- [PROVIDED PASSAGE]
Facts as submitted by the author
2.1The author’s family fled Afghanistan to the Islamic Republic of Iran because of a conflict in which the father was kidnapped, tortured and shot, but survived. The author was born in the Islamic Republic of Iran. The family moved several times within the country and ultimately left it because of the father’s fear that he would be harmed by the same people who had attacked him previously. The father has told the author little about his conflict in Afghanistan, except that he was afraid to return to Afghanistan and that there were people who were looking for him at the family’s home in the Islamic Republic of Iran.
2.2The author is unsure when he left the Islamic Republic of Iran with his family. They subsequently resided in Turkey for approximately 11 months. The author and his younger brother lost contact with the rest of the family when, due to lack of space, they had to board a separate boat while attempting to travel to Greece. They were arrested in Denmark, where his younger brother was granted asylum as a minor.
2.3The author had a grandfather in Afghanistan, with whom he used to speak on the telephone once a year. The author is no longer aware of his grandfather’s exact whereabouts or even of whether he is alive. He had a grandmother in the Islamic Republic of Iran, but when the authors and his family left the country, she said that she might return to Afghanistan. The author has had no contact with his grandmother and is unaware of her whereabouts. He has no other relatives or other network in Afghanistan. He has never been to Afghanistan and has not sufficiently mastered the language and traditions. For example, he is unable to distinguish between Iranian and Afghan customs.
2.4On 17 July 2016, the author’s asylum application was rejected by the Danish Immigration Service. On 5 January 2017, the Refugee Appeals Board confirmed that decision and the author was placed in pre-removal detention.

- [INSTRUCTIONS FOR THE TASK] Extend the account of the asylum case, picking up right after its last sentence. The records are drawn from a separate, unrelated source.

- [EXTRACTED MATERIAL]
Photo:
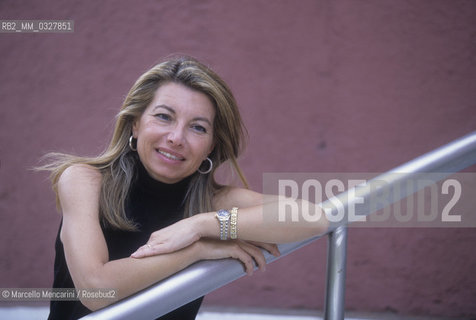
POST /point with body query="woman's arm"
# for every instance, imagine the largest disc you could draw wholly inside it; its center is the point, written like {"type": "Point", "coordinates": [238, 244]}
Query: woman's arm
{"type": "Point", "coordinates": [86, 250]}
{"type": "Point", "coordinates": [267, 219]}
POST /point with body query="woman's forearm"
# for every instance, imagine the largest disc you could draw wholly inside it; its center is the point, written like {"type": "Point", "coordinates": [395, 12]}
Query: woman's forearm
{"type": "Point", "coordinates": [129, 275]}
{"type": "Point", "coordinates": [279, 221]}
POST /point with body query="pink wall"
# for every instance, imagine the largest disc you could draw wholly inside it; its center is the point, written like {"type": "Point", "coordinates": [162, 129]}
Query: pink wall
{"type": "Point", "coordinates": [324, 86]}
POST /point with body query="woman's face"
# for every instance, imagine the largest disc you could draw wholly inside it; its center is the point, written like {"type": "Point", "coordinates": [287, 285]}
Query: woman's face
{"type": "Point", "coordinates": [175, 132]}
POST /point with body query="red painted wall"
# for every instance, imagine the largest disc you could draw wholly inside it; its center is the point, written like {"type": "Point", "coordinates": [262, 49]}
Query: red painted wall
{"type": "Point", "coordinates": [324, 86]}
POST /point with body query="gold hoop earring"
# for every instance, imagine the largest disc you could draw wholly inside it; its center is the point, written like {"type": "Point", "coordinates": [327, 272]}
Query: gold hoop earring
{"type": "Point", "coordinates": [130, 143]}
{"type": "Point", "coordinates": [209, 169]}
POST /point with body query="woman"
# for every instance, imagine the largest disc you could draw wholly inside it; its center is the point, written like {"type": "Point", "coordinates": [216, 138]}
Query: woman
{"type": "Point", "coordinates": [147, 207]}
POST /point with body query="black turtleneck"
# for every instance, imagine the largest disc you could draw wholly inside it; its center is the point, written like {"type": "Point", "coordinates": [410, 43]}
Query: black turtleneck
{"type": "Point", "coordinates": [152, 205]}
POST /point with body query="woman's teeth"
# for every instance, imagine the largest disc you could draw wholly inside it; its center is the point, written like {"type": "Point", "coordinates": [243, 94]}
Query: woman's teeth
{"type": "Point", "coordinates": [168, 155]}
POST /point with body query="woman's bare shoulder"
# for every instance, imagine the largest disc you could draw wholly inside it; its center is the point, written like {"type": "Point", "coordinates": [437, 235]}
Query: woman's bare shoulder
{"type": "Point", "coordinates": [80, 172]}
{"type": "Point", "coordinates": [79, 181]}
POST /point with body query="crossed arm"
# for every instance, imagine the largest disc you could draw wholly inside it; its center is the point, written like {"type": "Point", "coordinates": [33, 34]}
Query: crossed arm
{"type": "Point", "coordinates": [171, 249]}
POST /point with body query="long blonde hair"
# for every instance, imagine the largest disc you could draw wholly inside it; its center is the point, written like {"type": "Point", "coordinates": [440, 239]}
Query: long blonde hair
{"type": "Point", "coordinates": [118, 162]}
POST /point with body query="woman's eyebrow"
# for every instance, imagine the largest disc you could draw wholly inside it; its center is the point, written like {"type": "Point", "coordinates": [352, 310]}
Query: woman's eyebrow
{"type": "Point", "coordinates": [203, 119]}
{"type": "Point", "coordinates": [165, 107]}
{"type": "Point", "coordinates": [171, 110]}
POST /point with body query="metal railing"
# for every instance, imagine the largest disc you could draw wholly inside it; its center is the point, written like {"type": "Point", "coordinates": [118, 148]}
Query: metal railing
{"type": "Point", "coordinates": [205, 276]}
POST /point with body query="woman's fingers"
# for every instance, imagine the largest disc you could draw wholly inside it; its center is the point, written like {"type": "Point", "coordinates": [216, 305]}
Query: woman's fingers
{"type": "Point", "coordinates": [255, 253]}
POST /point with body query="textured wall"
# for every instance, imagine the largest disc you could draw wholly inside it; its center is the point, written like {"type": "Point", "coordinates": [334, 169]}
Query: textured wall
{"type": "Point", "coordinates": [333, 86]}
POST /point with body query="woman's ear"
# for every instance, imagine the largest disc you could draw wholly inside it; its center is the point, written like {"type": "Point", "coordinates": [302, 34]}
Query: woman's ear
{"type": "Point", "coordinates": [135, 128]}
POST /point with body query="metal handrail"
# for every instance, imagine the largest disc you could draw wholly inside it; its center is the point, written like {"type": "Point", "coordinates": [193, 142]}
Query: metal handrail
{"type": "Point", "coordinates": [205, 276]}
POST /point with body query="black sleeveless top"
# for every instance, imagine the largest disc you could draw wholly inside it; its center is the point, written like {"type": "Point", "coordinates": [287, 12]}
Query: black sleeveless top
{"type": "Point", "coordinates": [152, 205]}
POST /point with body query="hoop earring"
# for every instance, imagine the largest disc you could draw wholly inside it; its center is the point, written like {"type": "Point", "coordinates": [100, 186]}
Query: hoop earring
{"type": "Point", "coordinates": [209, 169]}
{"type": "Point", "coordinates": [130, 143]}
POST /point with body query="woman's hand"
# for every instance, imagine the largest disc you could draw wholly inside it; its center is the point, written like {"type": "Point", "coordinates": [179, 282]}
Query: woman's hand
{"type": "Point", "coordinates": [246, 252]}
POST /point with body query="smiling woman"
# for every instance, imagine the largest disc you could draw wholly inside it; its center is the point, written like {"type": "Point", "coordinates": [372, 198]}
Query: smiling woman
{"type": "Point", "coordinates": [174, 135]}
{"type": "Point", "coordinates": [146, 207]}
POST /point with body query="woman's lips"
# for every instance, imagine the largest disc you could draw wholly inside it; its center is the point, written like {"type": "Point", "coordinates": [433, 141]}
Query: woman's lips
{"type": "Point", "coordinates": [171, 155]}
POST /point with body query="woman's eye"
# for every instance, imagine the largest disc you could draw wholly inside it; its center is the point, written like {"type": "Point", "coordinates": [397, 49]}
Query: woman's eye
{"type": "Point", "coordinates": [163, 116]}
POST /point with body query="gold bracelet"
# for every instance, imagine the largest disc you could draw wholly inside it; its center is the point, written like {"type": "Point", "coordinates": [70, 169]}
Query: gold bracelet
{"type": "Point", "coordinates": [233, 223]}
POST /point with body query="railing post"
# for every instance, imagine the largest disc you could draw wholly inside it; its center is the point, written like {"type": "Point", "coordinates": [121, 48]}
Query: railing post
{"type": "Point", "coordinates": [336, 261]}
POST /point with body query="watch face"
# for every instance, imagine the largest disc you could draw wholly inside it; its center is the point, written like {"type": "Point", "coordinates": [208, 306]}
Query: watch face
{"type": "Point", "coordinates": [223, 214]}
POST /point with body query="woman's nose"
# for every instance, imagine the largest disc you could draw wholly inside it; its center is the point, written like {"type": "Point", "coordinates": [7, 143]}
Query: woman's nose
{"type": "Point", "coordinates": [175, 137]}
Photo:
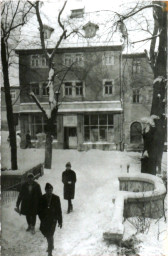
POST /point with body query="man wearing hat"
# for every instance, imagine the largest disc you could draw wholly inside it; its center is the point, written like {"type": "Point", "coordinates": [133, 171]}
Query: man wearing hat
{"type": "Point", "coordinates": [69, 180]}
{"type": "Point", "coordinates": [29, 197]}
{"type": "Point", "coordinates": [50, 213]}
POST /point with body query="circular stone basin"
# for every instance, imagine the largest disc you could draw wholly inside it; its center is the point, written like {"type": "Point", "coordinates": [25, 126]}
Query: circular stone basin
{"type": "Point", "coordinates": [141, 195]}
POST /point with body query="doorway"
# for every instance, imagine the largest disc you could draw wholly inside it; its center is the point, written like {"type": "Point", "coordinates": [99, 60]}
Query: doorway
{"type": "Point", "coordinates": [70, 137]}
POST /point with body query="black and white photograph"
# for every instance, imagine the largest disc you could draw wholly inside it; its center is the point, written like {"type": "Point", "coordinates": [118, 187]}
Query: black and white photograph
{"type": "Point", "coordinates": [84, 128]}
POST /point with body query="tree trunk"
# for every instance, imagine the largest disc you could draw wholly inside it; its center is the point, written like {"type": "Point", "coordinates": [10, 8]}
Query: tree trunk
{"type": "Point", "coordinates": [155, 138]}
{"type": "Point", "coordinates": [10, 118]}
{"type": "Point", "coordinates": [48, 151]}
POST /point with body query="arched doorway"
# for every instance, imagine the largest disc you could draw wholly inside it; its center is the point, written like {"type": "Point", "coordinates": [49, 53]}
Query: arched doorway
{"type": "Point", "coordinates": [136, 133]}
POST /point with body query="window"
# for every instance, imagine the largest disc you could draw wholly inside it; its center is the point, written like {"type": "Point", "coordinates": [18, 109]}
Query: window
{"type": "Point", "coordinates": [90, 29]}
{"type": "Point", "coordinates": [136, 133]}
{"type": "Point", "coordinates": [35, 88]}
{"type": "Point", "coordinates": [45, 89]}
{"type": "Point", "coordinates": [77, 59]}
{"type": "Point", "coordinates": [136, 95]}
{"type": "Point", "coordinates": [13, 95]}
{"type": "Point", "coordinates": [73, 88]}
{"type": "Point", "coordinates": [99, 127]}
{"type": "Point", "coordinates": [136, 66]}
{"type": "Point", "coordinates": [77, 13]}
{"type": "Point", "coordinates": [68, 88]}
{"type": "Point", "coordinates": [39, 125]}
{"type": "Point", "coordinates": [47, 31]}
{"type": "Point", "coordinates": [79, 88]}
{"type": "Point", "coordinates": [108, 87]}
{"type": "Point", "coordinates": [108, 58]}
{"type": "Point", "coordinates": [38, 61]}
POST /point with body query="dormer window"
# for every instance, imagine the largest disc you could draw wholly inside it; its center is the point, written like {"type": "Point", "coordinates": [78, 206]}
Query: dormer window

- [RESULT BELOW]
2.5Meanwhile, on 31 December 2016, the author got a tattoo of a cross and a rose on his arm. He explained that he knows the cross to be a Christian symbol, that he sympathizes with Christianity and that he knows that it is about love, but that he has no further knowledge of it and has not converted to Christianity. When asked about his awareness of the risks of bearing a tattoo of a cross on his arm in Afghanistan, he explained that he could not comprehend the idea of going there, as he has never been there and thus did not consider such risks.In response to the question of whether he would have the tattoo removed if he were deported to Afghanistan, the author said that he could not and would not remove what was in his heart. He further explained that, in the Islamic Republic of Iran, he wore a cross around his neck as a talisman, which he used to hide from everyone but his closest friends. He had not told the State party’s authorities about the cross or the tattoo earlier because he did not find them relevant to his case.
2.6Based on this new information, the author requested a reopening of his asylum application on 13 January 2017. Four days later, the Refugee Appeals Board responded that the application would be processed within 10 to 12 months and that the procedure would not have suspensive effect on his removal.
2.7The author argues that the decisions of the Refugee Appeals Board cannot be appealed in court and that, including in the light of the non-suspensive nature of his request for the asylum application to be reopened, he has thus exhausted all available domestic remedies.
3.The author claims that his removal to Afghanistan would expose him to a real risk of treatment contrary to articles 6 and 7 of the Covenant because he was born outside of Afghanistan and has never been there, as well as because of his young age, lack of familiarity with the languages and traditions of Afghanistan, lack of family or other social networks, his younger brother’s legal residence in Denmark (extended to him as a minor), the fact that he does not have a firm belief in Islam, the tattoo of a cross on his arm and his sympathy for Christianity. Referring to the Committee’s Views in A.A.S. v. Denmark,he argues that the State party’s authorities did not accord sufficient weight to the cumulative effect of these circumstances.
State party’s observations on admissibility and the merits
4.1In a note verbale dated 1 August 2017, the State party submitted its observations on admissibility and the merits. It submits that the communication is inadmissible as manifestly ill-founded and that the author’s removal to Afghanistan would not constitute a violation of article 7 of the Covenant.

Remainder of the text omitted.